> [Set exercise] Return the material below in full and exactly.

══ Records for the exercise ══

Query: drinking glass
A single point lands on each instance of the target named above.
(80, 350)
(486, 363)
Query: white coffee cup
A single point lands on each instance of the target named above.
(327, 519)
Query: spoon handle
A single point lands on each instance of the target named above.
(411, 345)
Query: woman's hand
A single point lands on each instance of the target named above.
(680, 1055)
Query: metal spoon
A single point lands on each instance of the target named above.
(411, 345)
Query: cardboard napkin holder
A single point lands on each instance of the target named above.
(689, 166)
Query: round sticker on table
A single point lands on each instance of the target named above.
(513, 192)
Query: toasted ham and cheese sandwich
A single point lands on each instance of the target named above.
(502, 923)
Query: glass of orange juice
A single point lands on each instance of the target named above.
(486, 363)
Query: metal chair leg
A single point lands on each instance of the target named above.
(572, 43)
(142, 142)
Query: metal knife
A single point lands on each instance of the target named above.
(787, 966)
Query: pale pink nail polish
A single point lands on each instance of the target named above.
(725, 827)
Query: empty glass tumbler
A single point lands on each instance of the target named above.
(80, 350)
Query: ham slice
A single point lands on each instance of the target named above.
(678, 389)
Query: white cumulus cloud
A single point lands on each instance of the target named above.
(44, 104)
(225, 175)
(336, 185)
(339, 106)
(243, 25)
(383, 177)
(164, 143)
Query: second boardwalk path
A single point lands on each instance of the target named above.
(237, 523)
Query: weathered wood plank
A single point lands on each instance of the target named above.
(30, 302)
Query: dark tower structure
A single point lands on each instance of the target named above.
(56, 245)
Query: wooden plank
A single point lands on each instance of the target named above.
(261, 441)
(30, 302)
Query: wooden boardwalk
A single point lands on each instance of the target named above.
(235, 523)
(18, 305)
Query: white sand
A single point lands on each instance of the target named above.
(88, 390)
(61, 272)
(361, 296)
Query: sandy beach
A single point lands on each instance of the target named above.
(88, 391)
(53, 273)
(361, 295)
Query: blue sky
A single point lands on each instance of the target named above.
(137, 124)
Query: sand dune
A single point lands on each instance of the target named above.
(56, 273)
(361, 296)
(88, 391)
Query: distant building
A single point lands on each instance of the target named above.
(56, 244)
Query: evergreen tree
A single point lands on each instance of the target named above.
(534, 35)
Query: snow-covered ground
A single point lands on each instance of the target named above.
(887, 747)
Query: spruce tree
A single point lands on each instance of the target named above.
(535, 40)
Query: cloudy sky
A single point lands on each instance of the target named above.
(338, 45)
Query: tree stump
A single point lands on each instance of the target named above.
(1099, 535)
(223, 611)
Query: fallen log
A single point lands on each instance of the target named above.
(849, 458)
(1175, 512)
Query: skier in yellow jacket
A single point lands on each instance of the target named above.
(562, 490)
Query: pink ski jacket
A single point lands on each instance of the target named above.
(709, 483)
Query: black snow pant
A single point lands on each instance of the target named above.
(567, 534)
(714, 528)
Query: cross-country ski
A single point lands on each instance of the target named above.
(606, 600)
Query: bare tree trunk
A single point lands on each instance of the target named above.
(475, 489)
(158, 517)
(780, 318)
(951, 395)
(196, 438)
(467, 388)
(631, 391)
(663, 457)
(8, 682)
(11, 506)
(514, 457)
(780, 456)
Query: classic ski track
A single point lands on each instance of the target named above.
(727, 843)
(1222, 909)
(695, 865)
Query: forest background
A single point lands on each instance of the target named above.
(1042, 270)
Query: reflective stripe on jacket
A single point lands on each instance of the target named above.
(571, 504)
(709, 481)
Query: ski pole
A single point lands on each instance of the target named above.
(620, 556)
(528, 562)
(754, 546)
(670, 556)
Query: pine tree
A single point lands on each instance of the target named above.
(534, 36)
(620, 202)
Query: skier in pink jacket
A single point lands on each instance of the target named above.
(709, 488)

═══

> [Answer to the task]
Query: drinking glass
A single point lands on each instance of the target named above.
(80, 350)
(486, 363)
Query: white coffee cup
A single point lands on each instance of the target named above.
(327, 519)
Query: spoon handle
A single point lands on each instance of the target named above.
(411, 345)
Query: woman's hand
A single point lands on each instance of the target named above.
(680, 1055)
Query: metal spoon
A single point lands on each instance of the target named above.
(411, 345)
Query: cardboard napkin holder
A single point lands on each instance of the target named above.
(689, 166)
Query: round sticker on table
A single point lands on each instance of the target named above.
(513, 192)
Query: toasted ham and cheese sandwich
A single point lands on each instance of the target named above.
(502, 923)
Query: glass of orange juice
A single point lands on each instance of the target named above.
(486, 363)
Query: metal chair leg
A single point lands on each instance of the target named above.
(572, 43)
(142, 142)
Query: metal knife
A single point lands on each instance of the target named above.
(787, 966)
Query: pale pink nail polish
A single point lands on each instance of the target named above.
(725, 827)
Query: empty glass tumbler
A single point lands on each instance of the target named above.
(80, 350)
Query: ham slice
A single point lands on each instance of the target named above.
(678, 389)
Query: white cumulus cloud
A single point lands on each instance of the target named above.
(44, 104)
(225, 175)
(336, 185)
(339, 106)
(243, 25)
(383, 177)
(164, 143)
Query: second boardwalk path
A single point lands on each instance of the target named above.
(237, 523)
Query: weathered wood plank
A single point lands on each instance of the target named above.
(30, 302)
Query: dark tower structure
A single point lands on each instance of the target named above.
(56, 245)
Query: wooden plank
A single point lands on each instance of the target named above.
(261, 441)
(30, 302)
Query: wooden boardwalk
A single point lands on each instance of the target named above.
(235, 523)
(18, 305)
Query: white sand
A single point lands on each instance of the target named above.
(88, 390)
(61, 272)
(361, 296)
Query: sandy beach
A single point lands on each instance of the target named above.
(88, 391)
(53, 273)
(361, 295)
Query: blue sky
A single point lands on each instance of the target named above.
(137, 124)
Query: sand dune
A single point lands on each instance of the target named above.
(56, 273)
(361, 296)
(88, 391)
Query: distant building
A single point lands on each instance of the target named above.
(56, 244)
Query: evergreen tree
A single point lands on each instance of the target named above.
(534, 35)
Query: snow-covered ground
A single point lands on each instance of the target named above.
(887, 747)
Query: spruce tree
A single point lands on each instance of the target named above.
(535, 40)
Query: cloudy sky
A single point lands on each instance of the target named above.
(338, 45)
Query: tree stump
A single point lands on each instance of the target named above.
(1099, 535)
(223, 611)
Query: fallen log
A single point lands on each instance of the target named above.
(849, 458)
(1175, 512)
Query: skier in yellow jacket
A single point lands on each instance of the target named above.
(562, 490)
Query: pink ski jacket
A single point lands on each instance of the target named above.
(709, 483)
Query: black snow pant
A single point lands on each instance of the target named above.
(567, 534)
(714, 528)
Query: cross-country ski
A single point lands on each instance of the target named above.
(606, 600)
Query: bare tree trunk
A single point lands on each instance of the target named above.
(475, 489)
(158, 517)
(780, 318)
(951, 395)
(196, 438)
(467, 388)
(631, 391)
(663, 457)
(8, 682)
(11, 506)
(514, 457)
(780, 456)
Query: classic ski track
A single point lands on each instance of the target named above.
(727, 843)
(1222, 909)
(695, 865)
Query: forest background
A single point lands on each instance of the target named above.
(1042, 270)
Query: reflective stripe on jacket
A single point lands on each instance of the target named above.
(571, 504)
(709, 481)
Query: ski pole
A single point lands on each instance of the target named above.
(620, 556)
(528, 562)
(754, 546)
(670, 556)
Query: pine tree
A single point lands on each instance of the target named above.
(534, 36)
(620, 202)
Query: skier in pink jacket
A single point lands on each instance of the target named above.
(709, 488)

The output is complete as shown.